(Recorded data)
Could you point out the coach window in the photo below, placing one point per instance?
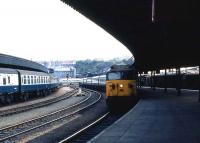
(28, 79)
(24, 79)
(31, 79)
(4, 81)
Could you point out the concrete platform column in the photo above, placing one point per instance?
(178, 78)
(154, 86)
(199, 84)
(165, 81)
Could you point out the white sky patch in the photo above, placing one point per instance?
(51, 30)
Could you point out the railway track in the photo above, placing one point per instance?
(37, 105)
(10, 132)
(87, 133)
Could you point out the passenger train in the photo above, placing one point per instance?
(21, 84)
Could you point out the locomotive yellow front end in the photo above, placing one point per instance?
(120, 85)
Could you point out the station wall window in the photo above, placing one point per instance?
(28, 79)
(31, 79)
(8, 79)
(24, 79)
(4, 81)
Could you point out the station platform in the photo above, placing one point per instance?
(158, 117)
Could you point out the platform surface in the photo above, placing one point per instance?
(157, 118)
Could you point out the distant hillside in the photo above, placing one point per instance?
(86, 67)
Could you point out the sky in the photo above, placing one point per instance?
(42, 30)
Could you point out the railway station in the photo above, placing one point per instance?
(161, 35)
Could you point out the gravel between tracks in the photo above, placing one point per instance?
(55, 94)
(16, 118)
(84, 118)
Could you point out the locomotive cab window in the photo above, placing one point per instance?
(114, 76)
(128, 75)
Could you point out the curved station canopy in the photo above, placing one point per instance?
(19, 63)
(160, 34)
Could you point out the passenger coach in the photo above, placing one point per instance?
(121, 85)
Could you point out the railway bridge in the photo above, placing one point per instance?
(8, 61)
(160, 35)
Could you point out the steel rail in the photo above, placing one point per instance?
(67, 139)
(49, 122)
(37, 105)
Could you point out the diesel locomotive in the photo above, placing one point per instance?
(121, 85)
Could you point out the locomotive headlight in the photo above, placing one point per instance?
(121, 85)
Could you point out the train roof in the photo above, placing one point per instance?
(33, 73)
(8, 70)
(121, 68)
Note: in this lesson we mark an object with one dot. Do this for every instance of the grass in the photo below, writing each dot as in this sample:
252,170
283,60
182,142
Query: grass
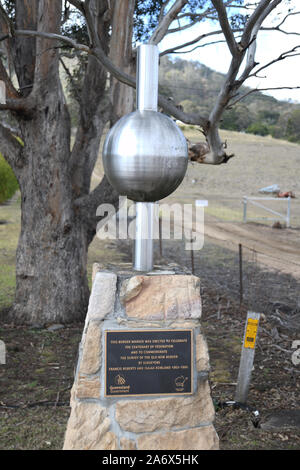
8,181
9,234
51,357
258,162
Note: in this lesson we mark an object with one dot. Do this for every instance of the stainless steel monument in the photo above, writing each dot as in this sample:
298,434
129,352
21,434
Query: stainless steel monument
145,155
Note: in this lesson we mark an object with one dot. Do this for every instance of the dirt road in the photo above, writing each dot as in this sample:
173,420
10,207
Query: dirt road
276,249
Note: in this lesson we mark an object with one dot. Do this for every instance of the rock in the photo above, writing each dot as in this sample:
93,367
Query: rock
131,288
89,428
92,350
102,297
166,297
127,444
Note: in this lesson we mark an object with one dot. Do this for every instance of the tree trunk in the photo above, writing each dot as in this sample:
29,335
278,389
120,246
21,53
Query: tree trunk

■ Work task
The data above must be reproduced exactly, without any of its pictures.

■ Written answer
Could you point out the coach window in the photo below, placing one point per instance?
(28, 79)
(24, 79)
(31, 79)
(4, 81)
Could you point out the concrete platform column in the photo above, placing one point per instance?
(178, 78)
(154, 86)
(199, 84)
(165, 81)
Could you point out the white sky patch in the photo above, placing one point per instance?
(51, 30)
Could you point out the railway track in the photo above, placing one point per instance?
(37, 105)
(10, 132)
(87, 133)
Could you point out the passenger train in the photo above, placing one point per instance?
(21, 84)
Could you point out the locomotive yellow front end in the photo above, placing one point per instance?
(120, 85)
Could you point out the station wall window in the photo above, placing one point per instance?
(28, 79)
(31, 79)
(8, 79)
(24, 79)
(4, 81)
Could you point out the station platform in the photo above, placing one point per instance?
(158, 117)
Could you point out the platform surface in the photo above, placing one point per instance?
(157, 118)
Could you point out the distant hillside in the photo above, placing one point per instance?
(86, 67)
Could you point out the sky in the photo above, placing one point per instance?
(42, 30)
Could you point out the railway station in the photo above, placing one point per instance?
(161, 35)
Could you point out the gravel between tracks in the photo above, placing one point per instance?
(55, 94)
(16, 118)
(84, 118)
Could you point out the locomotive cab window in the photo above, placing one point per instance?
(114, 76)
(128, 75)
Could you point out the curved station canopy in the photo above, placing one point per instance?
(19, 63)
(160, 34)
Could you point out the passenger coach in the photo above, placing one point per instance?
(121, 85)
Could you point out the railway bridge in the photo above, placing one point per instance?
(8, 61)
(160, 35)
Could you point out the steel rail in the photo above, placing one point per instance?
(67, 139)
(49, 122)
(37, 105)
Could you point out the diesel locomotive in the photo above, placing one point per instance?
(121, 85)
Could you point out the locomotive headlight in the photo above, placing one point per instance?
(121, 85)
Could you point out the train roof in the photo above, placing one point per instance?
(33, 73)
(8, 70)
(121, 68)
Note: in this lesson we mark an object with one dot. Do this for every instance of the grass in the photo below, writing each dot as in this sample:
252,170
283,60
182,142
Query: grass
8,181
9,234
51,357
258,162
Note: in this lesson we mark an object with one dot. Do this for every instance of the stainless steel monument in the photo above, writing each dot as in this sample:
298,434
129,352
21,434
Query: stainless steel monument
145,155
Note: in this lesson we mark an object with one dot. Do this for every instance of the dirt road in the photo above, writing each dot as in this sample:
173,420
10,207
Query: dirt road
276,249
Note: in this lesson we mark an object with one dot. Do this for every instance of the rock in the photo above, writing each dot as in this sample:
93,367
Query: rock
131,288
89,428
92,350
102,297
166,297
127,444
Note: in this lesson we mark an object with one dot. Do this for every instance of the tree trunk in the photo above, writing each dot as in this sample:
29,335
278,389
120,246
21,53
Query: tree trunk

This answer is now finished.